§ Data

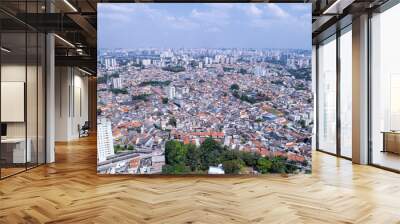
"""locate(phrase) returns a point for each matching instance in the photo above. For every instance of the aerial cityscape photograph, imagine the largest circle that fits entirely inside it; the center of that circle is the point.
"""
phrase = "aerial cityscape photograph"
(204, 89)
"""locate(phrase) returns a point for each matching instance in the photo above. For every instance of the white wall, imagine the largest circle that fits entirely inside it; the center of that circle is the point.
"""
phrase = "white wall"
(71, 102)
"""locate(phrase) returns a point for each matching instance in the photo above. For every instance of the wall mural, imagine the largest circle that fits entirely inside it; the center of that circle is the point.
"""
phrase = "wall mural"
(204, 88)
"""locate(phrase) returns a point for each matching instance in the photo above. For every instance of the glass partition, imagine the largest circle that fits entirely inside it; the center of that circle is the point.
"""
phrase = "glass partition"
(22, 78)
(13, 92)
(385, 89)
(346, 92)
(327, 95)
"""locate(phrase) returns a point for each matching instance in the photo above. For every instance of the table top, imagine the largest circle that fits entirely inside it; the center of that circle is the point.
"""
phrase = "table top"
(13, 140)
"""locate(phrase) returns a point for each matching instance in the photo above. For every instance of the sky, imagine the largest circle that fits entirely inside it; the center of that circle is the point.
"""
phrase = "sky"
(204, 25)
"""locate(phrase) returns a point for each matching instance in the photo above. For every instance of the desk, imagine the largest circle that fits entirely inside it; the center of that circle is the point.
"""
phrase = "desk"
(391, 141)
(13, 150)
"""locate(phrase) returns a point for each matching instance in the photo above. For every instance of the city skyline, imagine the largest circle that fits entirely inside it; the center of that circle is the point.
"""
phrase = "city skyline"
(216, 25)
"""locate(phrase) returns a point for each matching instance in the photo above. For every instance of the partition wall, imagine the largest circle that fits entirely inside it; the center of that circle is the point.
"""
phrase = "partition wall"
(385, 88)
(334, 82)
(22, 77)
(334, 93)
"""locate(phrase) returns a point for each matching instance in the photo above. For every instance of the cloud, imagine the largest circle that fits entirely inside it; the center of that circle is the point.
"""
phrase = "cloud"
(253, 10)
(277, 11)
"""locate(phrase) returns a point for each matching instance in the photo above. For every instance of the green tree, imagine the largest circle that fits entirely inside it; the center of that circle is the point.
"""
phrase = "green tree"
(235, 87)
(250, 158)
(172, 121)
(164, 100)
(117, 148)
(175, 153)
(210, 153)
(264, 165)
(278, 165)
(193, 157)
(175, 169)
(232, 166)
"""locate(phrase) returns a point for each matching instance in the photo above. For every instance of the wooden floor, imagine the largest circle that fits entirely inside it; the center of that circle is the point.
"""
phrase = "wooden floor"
(69, 191)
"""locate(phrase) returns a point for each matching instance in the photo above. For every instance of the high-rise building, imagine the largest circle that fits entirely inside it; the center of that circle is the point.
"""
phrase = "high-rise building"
(110, 63)
(105, 145)
(171, 92)
(117, 83)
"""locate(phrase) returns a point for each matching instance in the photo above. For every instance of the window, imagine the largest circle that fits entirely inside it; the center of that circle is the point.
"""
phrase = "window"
(385, 89)
(346, 92)
(327, 95)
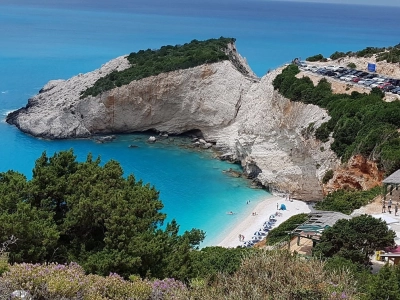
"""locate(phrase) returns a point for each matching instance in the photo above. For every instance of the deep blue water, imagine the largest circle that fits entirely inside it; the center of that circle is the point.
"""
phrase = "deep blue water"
(49, 40)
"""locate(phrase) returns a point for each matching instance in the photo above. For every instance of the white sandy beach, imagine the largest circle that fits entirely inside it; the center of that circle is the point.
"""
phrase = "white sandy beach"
(264, 210)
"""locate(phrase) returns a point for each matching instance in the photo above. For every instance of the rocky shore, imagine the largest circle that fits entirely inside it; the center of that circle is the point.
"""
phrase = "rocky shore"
(238, 114)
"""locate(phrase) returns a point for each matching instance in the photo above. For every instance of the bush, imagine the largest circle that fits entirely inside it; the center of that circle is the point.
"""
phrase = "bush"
(278, 275)
(317, 57)
(56, 281)
(145, 63)
(328, 176)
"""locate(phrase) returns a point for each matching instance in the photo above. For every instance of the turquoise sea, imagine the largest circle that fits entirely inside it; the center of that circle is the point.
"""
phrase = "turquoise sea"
(49, 40)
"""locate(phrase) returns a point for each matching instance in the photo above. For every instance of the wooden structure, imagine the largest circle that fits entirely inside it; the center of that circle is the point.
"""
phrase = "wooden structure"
(316, 224)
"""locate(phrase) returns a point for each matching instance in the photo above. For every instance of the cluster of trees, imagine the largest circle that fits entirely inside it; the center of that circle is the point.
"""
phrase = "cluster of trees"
(91, 214)
(346, 202)
(317, 57)
(145, 63)
(360, 123)
(390, 54)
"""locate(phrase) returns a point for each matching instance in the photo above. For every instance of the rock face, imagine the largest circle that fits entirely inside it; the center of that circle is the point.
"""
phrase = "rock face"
(235, 111)
(359, 173)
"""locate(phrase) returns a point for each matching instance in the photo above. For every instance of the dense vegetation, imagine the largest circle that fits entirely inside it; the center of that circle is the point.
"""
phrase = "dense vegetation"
(317, 57)
(390, 54)
(91, 214)
(360, 123)
(280, 233)
(261, 275)
(145, 63)
(355, 239)
(347, 201)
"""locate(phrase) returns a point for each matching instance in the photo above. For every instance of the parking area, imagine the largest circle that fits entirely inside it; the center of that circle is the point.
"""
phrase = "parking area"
(357, 78)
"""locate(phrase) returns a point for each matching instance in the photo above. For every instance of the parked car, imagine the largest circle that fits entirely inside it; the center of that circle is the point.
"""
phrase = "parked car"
(332, 68)
(330, 73)
(389, 88)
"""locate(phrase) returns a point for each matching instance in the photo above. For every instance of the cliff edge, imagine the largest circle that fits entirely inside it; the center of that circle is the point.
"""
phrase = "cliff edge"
(239, 113)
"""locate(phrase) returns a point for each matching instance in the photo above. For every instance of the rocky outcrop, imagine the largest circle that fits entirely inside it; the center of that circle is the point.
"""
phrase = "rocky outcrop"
(236, 112)
(359, 173)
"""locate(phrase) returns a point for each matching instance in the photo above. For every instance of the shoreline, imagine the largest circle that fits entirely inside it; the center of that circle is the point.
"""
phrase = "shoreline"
(267, 207)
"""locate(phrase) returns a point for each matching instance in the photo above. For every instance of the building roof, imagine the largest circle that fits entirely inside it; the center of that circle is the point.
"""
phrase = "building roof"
(318, 222)
(393, 178)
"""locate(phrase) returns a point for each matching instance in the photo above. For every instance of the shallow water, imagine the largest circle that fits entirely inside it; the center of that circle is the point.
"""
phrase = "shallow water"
(52, 40)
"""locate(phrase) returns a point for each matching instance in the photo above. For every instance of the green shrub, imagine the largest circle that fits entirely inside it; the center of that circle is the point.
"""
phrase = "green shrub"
(280, 233)
(56, 281)
(328, 176)
(278, 275)
(145, 63)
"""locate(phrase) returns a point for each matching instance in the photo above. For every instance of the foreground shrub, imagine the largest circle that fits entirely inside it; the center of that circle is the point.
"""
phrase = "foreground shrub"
(277, 275)
(56, 281)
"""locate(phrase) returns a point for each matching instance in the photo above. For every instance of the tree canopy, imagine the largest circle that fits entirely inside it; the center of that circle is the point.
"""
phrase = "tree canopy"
(93, 215)
(355, 239)
(145, 63)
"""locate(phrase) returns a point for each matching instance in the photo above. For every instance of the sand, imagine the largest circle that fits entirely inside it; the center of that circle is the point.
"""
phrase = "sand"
(252, 223)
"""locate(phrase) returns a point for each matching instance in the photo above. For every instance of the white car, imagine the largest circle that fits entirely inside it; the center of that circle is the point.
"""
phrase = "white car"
(332, 68)
(349, 77)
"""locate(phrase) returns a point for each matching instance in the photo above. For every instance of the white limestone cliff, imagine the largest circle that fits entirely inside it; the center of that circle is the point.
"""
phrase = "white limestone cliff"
(240, 114)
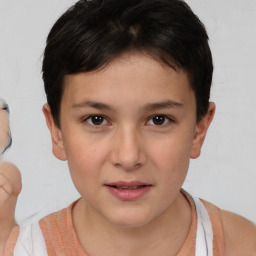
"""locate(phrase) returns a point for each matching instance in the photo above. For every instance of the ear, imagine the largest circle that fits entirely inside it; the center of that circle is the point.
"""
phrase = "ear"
(56, 135)
(201, 130)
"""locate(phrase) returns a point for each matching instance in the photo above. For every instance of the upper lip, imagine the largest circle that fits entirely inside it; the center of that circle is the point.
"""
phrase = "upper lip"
(127, 184)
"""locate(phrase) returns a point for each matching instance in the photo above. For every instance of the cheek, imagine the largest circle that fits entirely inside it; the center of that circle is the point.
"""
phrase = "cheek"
(171, 157)
(85, 160)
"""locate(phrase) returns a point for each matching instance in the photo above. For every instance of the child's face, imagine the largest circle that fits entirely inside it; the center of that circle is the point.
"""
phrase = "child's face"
(143, 132)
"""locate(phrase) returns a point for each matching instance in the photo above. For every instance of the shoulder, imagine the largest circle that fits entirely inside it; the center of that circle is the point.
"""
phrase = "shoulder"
(239, 235)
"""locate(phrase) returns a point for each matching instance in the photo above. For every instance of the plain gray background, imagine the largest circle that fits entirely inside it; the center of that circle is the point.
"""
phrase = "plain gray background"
(225, 174)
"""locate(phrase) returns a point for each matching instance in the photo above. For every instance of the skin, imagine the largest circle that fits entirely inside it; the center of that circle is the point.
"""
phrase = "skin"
(10, 185)
(129, 146)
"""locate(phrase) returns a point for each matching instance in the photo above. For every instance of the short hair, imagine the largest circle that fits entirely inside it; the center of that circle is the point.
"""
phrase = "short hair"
(92, 33)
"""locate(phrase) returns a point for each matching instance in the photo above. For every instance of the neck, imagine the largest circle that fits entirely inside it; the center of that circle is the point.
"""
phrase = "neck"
(164, 235)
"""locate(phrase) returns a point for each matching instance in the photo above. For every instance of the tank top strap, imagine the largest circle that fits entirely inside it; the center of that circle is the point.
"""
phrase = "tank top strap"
(217, 228)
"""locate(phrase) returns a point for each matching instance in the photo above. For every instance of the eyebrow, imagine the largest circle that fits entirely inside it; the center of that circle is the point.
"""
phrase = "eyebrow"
(148, 107)
(162, 105)
(92, 104)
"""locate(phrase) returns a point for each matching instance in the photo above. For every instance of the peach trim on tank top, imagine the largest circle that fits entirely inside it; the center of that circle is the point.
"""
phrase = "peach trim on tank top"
(11, 242)
(61, 239)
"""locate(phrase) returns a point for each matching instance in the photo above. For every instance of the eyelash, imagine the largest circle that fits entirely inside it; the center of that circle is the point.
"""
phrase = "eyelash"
(166, 119)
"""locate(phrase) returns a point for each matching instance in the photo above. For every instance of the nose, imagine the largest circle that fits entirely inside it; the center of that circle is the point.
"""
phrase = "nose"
(128, 150)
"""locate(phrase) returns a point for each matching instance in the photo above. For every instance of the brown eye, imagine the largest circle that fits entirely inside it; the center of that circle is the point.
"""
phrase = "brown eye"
(96, 120)
(159, 120)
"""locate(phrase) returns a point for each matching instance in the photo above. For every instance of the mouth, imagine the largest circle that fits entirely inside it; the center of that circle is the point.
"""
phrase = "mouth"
(128, 191)
(128, 185)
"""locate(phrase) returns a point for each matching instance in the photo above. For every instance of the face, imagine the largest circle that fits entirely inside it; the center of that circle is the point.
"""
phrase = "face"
(128, 132)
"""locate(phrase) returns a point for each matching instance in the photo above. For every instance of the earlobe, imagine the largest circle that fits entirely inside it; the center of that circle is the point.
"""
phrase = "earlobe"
(56, 135)
(201, 130)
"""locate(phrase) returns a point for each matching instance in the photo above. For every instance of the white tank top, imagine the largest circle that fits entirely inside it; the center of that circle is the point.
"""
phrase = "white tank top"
(31, 241)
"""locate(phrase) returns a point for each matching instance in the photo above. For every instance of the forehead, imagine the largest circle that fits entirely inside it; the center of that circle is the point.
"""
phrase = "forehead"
(132, 79)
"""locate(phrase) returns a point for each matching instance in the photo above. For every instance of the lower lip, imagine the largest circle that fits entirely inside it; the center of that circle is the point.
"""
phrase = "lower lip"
(128, 194)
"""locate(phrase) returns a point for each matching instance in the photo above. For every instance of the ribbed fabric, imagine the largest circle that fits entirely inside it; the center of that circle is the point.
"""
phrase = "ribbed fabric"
(61, 239)
(11, 242)
(218, 234)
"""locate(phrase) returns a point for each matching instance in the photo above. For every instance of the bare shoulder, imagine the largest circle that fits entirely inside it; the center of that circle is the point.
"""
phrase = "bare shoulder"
(240, 235)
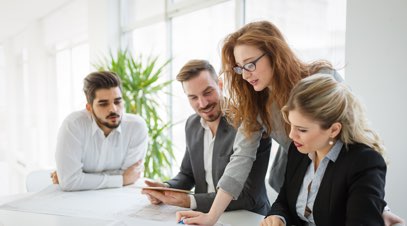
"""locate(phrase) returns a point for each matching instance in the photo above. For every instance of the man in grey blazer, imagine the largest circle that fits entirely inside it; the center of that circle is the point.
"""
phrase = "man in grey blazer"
(209, 145)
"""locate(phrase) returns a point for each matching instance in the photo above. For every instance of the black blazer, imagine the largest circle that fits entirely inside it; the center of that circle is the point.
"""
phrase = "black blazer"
(192, 172)
(351, 191)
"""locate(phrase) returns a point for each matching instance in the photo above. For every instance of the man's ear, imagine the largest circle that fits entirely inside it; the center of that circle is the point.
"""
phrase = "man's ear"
(335, 129)
(89, 107)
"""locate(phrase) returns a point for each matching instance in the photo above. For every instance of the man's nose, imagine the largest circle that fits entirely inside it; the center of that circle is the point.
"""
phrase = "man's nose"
(202, 102)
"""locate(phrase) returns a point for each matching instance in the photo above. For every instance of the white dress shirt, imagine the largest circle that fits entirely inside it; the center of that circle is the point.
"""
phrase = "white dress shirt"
(86, 159)
(209, 141)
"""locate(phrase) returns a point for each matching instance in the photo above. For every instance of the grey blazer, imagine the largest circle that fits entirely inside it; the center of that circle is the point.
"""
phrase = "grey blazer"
(192, 173)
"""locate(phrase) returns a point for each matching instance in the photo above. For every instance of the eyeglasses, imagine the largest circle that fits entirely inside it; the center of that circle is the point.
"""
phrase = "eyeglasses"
(250, 67)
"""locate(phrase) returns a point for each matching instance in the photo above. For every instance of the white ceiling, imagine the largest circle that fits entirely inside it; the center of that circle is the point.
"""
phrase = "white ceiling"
(15, 15)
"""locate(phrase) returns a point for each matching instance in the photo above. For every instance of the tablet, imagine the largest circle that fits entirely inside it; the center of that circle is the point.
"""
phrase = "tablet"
(167, 189)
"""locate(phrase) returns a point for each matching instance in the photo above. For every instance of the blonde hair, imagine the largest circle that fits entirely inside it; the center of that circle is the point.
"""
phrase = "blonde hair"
(325, 100)
(245, 104)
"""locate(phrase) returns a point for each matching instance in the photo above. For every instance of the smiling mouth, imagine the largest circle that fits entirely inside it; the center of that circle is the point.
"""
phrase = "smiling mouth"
(207, 110)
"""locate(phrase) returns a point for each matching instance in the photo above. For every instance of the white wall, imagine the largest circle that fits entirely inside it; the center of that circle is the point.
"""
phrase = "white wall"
(376, 54)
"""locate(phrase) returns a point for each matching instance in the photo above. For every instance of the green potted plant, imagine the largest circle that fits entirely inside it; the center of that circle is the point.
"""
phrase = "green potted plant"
(141, 88)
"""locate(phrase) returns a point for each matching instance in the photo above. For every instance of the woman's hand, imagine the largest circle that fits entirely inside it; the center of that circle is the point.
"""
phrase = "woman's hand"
(195, 217)
(272, 221)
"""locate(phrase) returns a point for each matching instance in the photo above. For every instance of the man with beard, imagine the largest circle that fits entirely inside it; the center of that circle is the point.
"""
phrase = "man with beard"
(100, 147)
(209, 145)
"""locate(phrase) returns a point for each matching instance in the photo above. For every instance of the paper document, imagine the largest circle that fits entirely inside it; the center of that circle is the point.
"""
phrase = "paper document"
(123, 206)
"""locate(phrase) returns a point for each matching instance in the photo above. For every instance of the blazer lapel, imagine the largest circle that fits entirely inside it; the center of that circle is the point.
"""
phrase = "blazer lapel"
(224, 134)
(197, 157)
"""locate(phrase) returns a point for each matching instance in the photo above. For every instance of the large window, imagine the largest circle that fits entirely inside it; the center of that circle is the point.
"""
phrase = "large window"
(196, 35)
(72, 65)
(314, 29)
(195, 29)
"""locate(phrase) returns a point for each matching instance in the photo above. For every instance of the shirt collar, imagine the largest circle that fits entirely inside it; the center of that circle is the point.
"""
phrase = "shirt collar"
(203, 123)
(333, 152)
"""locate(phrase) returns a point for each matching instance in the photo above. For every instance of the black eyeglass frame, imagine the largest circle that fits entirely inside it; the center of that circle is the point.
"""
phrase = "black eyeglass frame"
(239, 70)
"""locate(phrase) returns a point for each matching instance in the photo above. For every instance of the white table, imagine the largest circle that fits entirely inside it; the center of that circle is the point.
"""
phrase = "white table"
(26, 218)
(16, 218)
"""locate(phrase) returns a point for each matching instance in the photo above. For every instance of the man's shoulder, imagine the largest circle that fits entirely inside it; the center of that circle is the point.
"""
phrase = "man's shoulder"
(76, 116)
(133, 119)
(194, 118)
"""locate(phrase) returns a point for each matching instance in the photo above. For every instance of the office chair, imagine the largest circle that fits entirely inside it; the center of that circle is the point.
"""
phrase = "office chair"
(38, 180)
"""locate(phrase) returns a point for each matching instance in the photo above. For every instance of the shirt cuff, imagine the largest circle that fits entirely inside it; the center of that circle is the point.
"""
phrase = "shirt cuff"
(114, 181)
(192, 200)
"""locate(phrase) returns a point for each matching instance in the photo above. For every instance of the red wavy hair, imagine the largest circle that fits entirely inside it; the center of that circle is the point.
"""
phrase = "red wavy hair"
(245, 104)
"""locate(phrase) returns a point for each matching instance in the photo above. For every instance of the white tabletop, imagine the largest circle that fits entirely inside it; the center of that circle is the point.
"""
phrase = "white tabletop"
(41, 216)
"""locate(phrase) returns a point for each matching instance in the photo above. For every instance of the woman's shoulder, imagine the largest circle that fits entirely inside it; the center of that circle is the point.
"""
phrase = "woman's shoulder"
(362, 155)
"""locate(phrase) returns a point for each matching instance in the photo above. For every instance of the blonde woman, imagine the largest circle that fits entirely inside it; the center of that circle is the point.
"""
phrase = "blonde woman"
(335, 171)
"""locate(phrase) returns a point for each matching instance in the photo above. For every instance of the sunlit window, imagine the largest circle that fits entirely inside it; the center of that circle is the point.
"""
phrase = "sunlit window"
(196, 35)
(72, 65)
(314, 29)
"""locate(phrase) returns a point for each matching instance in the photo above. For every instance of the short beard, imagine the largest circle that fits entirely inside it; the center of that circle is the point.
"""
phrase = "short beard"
(100, 122)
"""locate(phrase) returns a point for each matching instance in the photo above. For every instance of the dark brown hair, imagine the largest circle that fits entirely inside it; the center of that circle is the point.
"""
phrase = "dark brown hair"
(246, 104)
(99, 80)
(192, 69)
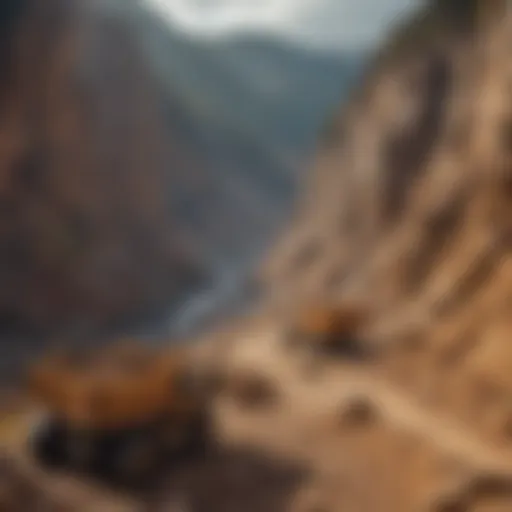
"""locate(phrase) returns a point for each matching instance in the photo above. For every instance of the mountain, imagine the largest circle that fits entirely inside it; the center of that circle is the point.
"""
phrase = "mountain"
(250, 109)
(204, 144)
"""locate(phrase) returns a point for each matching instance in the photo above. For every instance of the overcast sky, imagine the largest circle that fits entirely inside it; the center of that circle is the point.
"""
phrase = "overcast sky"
(332, 23)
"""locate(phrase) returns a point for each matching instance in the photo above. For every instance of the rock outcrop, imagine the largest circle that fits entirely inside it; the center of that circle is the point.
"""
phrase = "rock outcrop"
(86, 166)
(408, 209)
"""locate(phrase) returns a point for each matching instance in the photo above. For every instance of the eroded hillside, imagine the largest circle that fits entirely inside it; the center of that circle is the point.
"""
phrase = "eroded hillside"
(407, 210)
(86, 234)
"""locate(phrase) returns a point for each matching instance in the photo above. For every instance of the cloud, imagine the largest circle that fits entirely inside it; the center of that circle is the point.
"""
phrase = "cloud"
(335, 23)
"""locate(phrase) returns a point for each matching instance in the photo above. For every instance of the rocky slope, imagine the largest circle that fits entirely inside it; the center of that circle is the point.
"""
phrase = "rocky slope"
(86, 236)
(407, 210)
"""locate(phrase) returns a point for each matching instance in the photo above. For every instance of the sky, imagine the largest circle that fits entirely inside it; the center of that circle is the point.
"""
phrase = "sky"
(329, 23)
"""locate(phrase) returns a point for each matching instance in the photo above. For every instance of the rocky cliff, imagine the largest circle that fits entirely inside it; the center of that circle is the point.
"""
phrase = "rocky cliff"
(407, 209)
(86, 233)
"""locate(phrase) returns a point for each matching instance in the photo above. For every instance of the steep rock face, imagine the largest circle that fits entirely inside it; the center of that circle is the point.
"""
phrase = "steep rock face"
(409, 209)
(86, 234)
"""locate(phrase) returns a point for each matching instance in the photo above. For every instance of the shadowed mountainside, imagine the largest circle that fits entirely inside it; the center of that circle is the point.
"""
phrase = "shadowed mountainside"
(86, 234)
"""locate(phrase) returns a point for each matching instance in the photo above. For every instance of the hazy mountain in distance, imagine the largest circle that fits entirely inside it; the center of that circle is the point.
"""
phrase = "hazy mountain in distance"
(250, 109)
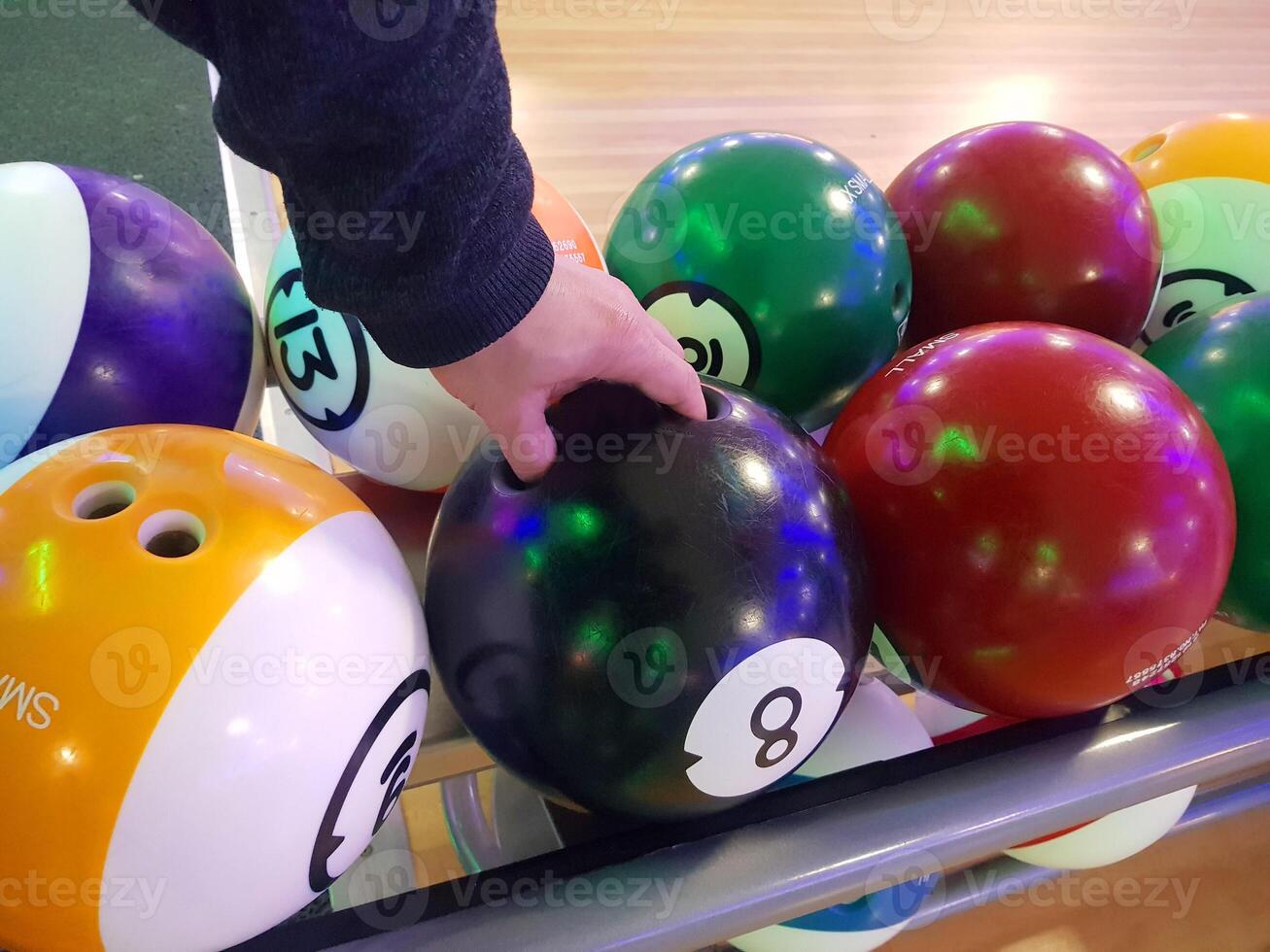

§ What you should do
With pictures left out, repeat exactly the lines from the one containing "of the shadowed" through the last line of the data above, inclusive, and nothing else.

§ Task output
"""locate(phrase) returns a point for each matching instance in the photo above. For every instance of the shadowed mountainside, imagine the largest circle that fits entirely inside it; the center of that circle is the point.
"""
phrase = "shadowed mountainside"
(86, 234)
"""locate(phrase) returns a point for each matching instance in the photo above. For every instance of the hazy mountain in distance, imagine the largest circle that fits entirely inside it; the center of that circle is the point.
"""
phrase = "hazy mountain in distance"
(250, 109)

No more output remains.